━━━ Provided information ━━━

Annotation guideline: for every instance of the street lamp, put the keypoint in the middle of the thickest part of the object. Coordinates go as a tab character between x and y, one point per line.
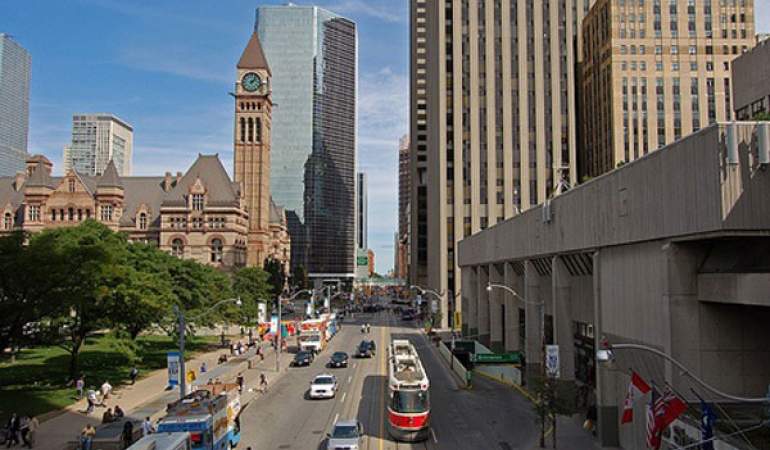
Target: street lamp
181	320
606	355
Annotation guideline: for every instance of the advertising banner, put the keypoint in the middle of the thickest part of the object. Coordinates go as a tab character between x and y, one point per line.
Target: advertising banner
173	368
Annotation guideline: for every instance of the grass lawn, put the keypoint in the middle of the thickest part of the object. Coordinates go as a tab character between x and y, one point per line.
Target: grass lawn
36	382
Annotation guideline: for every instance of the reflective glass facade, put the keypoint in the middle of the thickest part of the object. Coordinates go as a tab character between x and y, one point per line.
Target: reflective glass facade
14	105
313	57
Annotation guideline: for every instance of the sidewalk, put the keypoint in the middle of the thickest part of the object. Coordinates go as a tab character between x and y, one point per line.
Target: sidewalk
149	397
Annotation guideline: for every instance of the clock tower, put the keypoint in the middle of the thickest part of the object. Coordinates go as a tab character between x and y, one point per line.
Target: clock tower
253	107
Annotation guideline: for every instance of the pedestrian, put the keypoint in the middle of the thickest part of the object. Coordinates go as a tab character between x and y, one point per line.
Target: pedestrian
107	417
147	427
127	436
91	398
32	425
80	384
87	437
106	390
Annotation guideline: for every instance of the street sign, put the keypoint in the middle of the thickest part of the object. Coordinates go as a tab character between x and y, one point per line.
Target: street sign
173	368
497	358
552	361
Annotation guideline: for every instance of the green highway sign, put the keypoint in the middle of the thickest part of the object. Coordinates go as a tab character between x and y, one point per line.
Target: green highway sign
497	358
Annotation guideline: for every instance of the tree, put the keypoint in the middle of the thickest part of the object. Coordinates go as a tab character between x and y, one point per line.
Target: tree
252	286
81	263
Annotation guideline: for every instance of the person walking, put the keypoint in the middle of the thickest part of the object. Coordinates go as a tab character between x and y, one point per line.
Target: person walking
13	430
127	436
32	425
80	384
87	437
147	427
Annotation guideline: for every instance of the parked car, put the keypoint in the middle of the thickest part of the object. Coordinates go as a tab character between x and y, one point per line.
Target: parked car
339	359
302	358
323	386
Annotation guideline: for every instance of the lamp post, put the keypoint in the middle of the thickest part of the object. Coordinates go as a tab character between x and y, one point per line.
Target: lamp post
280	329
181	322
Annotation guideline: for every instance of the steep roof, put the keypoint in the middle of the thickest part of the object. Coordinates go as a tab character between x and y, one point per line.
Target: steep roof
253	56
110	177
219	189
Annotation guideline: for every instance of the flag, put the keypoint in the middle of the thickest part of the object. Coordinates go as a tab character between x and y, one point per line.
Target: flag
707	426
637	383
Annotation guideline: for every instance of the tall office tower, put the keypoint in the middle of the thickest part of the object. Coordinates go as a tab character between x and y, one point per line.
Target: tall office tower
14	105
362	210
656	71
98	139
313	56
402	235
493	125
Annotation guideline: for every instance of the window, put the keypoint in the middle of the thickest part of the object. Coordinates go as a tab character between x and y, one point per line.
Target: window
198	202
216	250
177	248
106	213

━━━

## Aim
Lay out the lines above as a Markdown table, starting at the line that contains "Annotation guideline: for every instance of the window, put" and ending with the last line of the rows. Use the columns No. and Line, number the lines in order, and skip any blank lines.

## Task response
| No. | Line |
|---|---|
| 1 | Annotation guideline: for every instance of the window, put the keypoint in the middle of the thickest part of the object. Coordinates go as a tab character between x and y, one point per line. |
| 2 | Target: window |
| 3 | 198	202 |
| 4 | 216	250 |
| 5 | 177	248 |
| 6 | 106	213 |